→ **Travail demandé**:
#1 Recopiez à l'identique le passage du texte sur la déchéance de nationalité compris entre « Le Parlement israélien » et « annexée par Israël. », ces deux extraits inclus.
#2 Rédigez la suite du texte sur la déchéance de nationalité en reprenant après sa dernière phrase.

La nouvelle loi implique que les citoyens palestiniens d’Israël et les résidents de Jérusalem-Est peuvent désormais être expulsés vers Gaza ou la Cisjordanie, ce qui, selon les experts en droit, équivaut à un crime de guerre
Une Palestinienne près d’un poste de contrôle de l’armée israélienne à proximité du village de Bait Awa, à la périphérie de la ville d’Hébron, en Cisjordanie occupée, le 13 octobre 2021 (AFP)

Le Parlement israélien a adopté mercredi une loi permettant de priver de leur nationalité des « personnes reconnues coupables de terrorisme », condamnées à des peines de prison pour des infractions portant atteinte à la « confiance envers l’État d’Israël » et qui recevraient des fonds de l’Autorité palestinienne (AP) « en récompense » pour les actes ayant conduit à leur condamnation.

Cette nouvelle loi, qui étend les possibilités de déchoir les citoyens palestiniens d’Israël de leur nationalité, permet au gouvernement israélien de révoquer pour les mêmes motifs les permis de résidence permanente accordés aux Palestiniens de Jérusalem-Est, partie orientale de la ville sainte occupée et annexée par Israël.

Le texte avait été introduit au Parlement en décembre par une trentaine de députés, membres aussi bien de la coalition au pouvoir autour du Premier ministre Benyamin Netanyahou (droite) que de partis du centre.

→ **Extrait des données**:

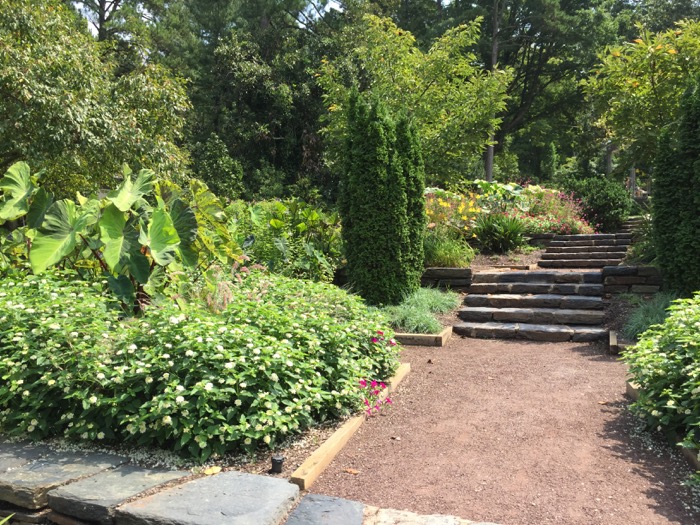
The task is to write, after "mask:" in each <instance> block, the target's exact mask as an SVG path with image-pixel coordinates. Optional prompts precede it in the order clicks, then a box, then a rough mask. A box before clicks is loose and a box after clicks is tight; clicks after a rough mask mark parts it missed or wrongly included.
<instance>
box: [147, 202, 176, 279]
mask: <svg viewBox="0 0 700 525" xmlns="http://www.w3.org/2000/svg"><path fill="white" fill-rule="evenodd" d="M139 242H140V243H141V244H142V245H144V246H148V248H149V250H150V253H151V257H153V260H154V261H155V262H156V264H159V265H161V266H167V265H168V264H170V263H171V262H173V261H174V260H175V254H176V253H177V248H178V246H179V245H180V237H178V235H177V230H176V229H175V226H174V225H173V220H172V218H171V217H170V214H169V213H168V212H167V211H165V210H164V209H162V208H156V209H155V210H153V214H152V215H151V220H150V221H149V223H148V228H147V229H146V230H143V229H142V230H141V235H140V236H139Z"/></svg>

→ **Réponses aux exercices**:
#1
Le Parlement israélien a adopté mercredi une loi permettant de priver de leur nationalité des « personnes reconnues coupables de terrorisme », condamnées à des peines de prison pour des infractions portant atteinte à la « confiance envers l’État d’Israël » et qui recevraient des fonds de l’Autorité palestinienne (AP) « en récompense » pour les actes ayant conduit à leur condamnation.

Cette nouvelle loi, qui étend les possibilités de déchoir les citoyens palestiniens d’Israël de leur nationalité, permet au gouvernement israélien de révoquer pour les mêmes motifs les permis de résidence permanente accordés aux Palestiniens de Jérusalem-Est, partie orientale de la ville sainte occupée et annexée par Israël.

#2
Expulser les résidents permanents palestiniens de Jérusalem, qui sont des personnes protégées par le droit international humanitaire conformément à la quatrième Convention de Genève, « équivaut à une violation grave de cette convention et donc à un crime de guerre »

- Saba Pipia, expert en droit

Netanyahou, qui détient le record de longévité pour un Premier ministre en exercice, est revenu au pouvoir fin décembre à la faveur d’un accord de coalition liant son parti, le Likoud, à des partis d’extrême droite et des formations ultra-orthodoxes juives.

Adopté par 94 voix contre 10, le texte autorise « la déchéance de la nationalité [israélienne] et la révocation du permis de résidence d’une personne condamnée pour activités terroristes et qui reçoit des indemnités pour ses actes de terrorisme [...] de l’Autorité palestinienne », indique un communiqué du Parlement.

L’Autorité palestinienne verse chaque mois des allocations aux familles de Palestiniens emprisonnés en Israël pour des attaques anti-israéliennes. Ces paiements sont selon l’AP une forme d’aide sociale pour ceux qui ont perdu leur soutien de famille et ne visent en aucun cas à encourager la violence.

En vertu des dispositions existantes en cas de déchéance de la nationalité israélienne, les personnes qui seraient frappées par ces mesures pourront être expulsées vers les territoires sous contrôle de l’Autorité palestinienne en Cisjordanie occupée ou vers la bande de Gaza, sous le contrôle du Hamas depuis 2007.

Une loi contraire au droit international

Cette loi pourrait concerner plusieurs dizaines de Palestiniens ayant la nationalité israélienne et des centaines de résidents palestiniens de Jérusalem-Est condamnés en Israël, selon l’ONG israélienne de défense des droits civiques HaMoked.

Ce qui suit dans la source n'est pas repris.